%%
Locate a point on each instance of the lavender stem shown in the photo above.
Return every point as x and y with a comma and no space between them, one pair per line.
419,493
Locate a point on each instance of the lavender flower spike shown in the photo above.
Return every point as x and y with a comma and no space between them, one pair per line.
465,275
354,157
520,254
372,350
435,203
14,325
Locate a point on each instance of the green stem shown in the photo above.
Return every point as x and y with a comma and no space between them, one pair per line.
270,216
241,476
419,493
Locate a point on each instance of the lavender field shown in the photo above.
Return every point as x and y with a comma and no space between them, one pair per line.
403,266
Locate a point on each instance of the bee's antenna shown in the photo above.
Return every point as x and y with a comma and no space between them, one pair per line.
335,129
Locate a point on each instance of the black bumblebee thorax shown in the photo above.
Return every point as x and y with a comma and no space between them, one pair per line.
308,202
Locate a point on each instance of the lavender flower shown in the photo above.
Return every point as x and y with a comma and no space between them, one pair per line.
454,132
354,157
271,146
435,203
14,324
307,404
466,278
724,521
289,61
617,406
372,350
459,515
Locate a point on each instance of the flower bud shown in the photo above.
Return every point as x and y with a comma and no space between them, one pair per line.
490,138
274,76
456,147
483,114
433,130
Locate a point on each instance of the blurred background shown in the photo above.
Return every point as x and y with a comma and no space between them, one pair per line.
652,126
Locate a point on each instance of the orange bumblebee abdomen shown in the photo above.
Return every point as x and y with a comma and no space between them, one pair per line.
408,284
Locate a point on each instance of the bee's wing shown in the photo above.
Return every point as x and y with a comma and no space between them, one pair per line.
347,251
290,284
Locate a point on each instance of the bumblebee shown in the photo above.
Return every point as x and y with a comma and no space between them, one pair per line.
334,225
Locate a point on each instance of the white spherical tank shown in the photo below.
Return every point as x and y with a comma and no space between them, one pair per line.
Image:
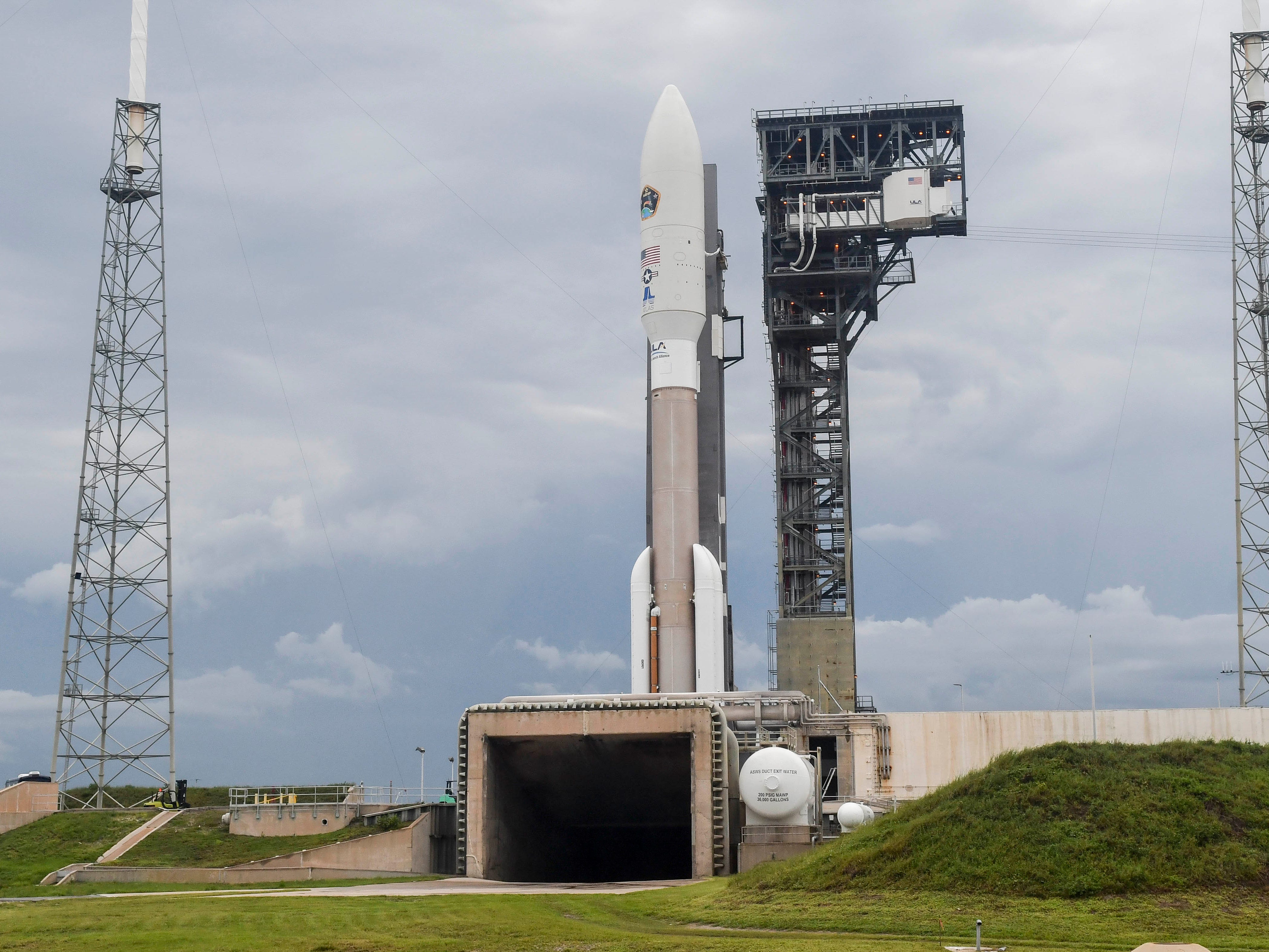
776,785
852,817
%%
THE TASK
The entries should be printed again exactly as written, leaving all pictures out.

RESPONSE
Locate a point on each instance of the lavender stem shown in the photo above.
Return every point as x and y with a comma and no space between them, one pair per line.
419,493
Locate a point on each instance of the lavender flower spike shown in the photo above.
Return every point as x and y with a comma and no space between them, one pair per line.
465,275
354,157
520,254
372,350
435,203
14,325
Locate a point on each instance of the green stem shown in the photo above.
Return every point as x and y with a comma and no space between them, one pair per line.
270,216
241,476
419,493
Locate a point on each instance of the lavender field shown in the photo above.
Return every point as x and y with a comma and no space between them, one pair per line.
403,266
Locate a point on each instance of the bee's antenna shown in the photo above.
Return every point as x and y with a comma and no space between them, one pair per line.
335,129
Locate a point on each instance of the black bumblebee thorax shown in the photo above.
Return every point as x and y with a comma and no space between them, one pair per line.
308,202
Locate a point on each instance of the lavender flower shown in the photo above.
Return every point as x and y with a comma and no space between them, one pair per line.
454,132
354,157
271,146
435,203
14,324
307,404
466,278
724,521
289,61
617,406
372,350
459,515
Locate a point on each instance of the flower bud shown in the photo above.
Return every point as x and y with a comma and no space between them, one pair per line.
490,138
274,76
456,147
483,114
433,130
Locate a point on each instance of the blurred background shown in the photo above.
Return every point as x and y with a comma and no space between them, one pair per line.
652,126
Locate a point on each instance of the orange bumblebee abdomen shown in the photo above.
Return every point as x and y with a comma and no space between them, one pair per line.
408,284
Locate a point on each instance of the bee's wing shown in the photo above.
Return every point as x and y with a comma and no space between them, one pair per line.
347,251
290,284
Locate a point on each instance of the bumblebee shown in the photo above.
Return every point as x and y with a comma and no space between them, one pair per line.
334,225
Locate a point on each instance of the white spherical tank shown in the photo below.
Return every point as x and y with a comma and no space between them, one pair per line.
Image:
776,785
852,817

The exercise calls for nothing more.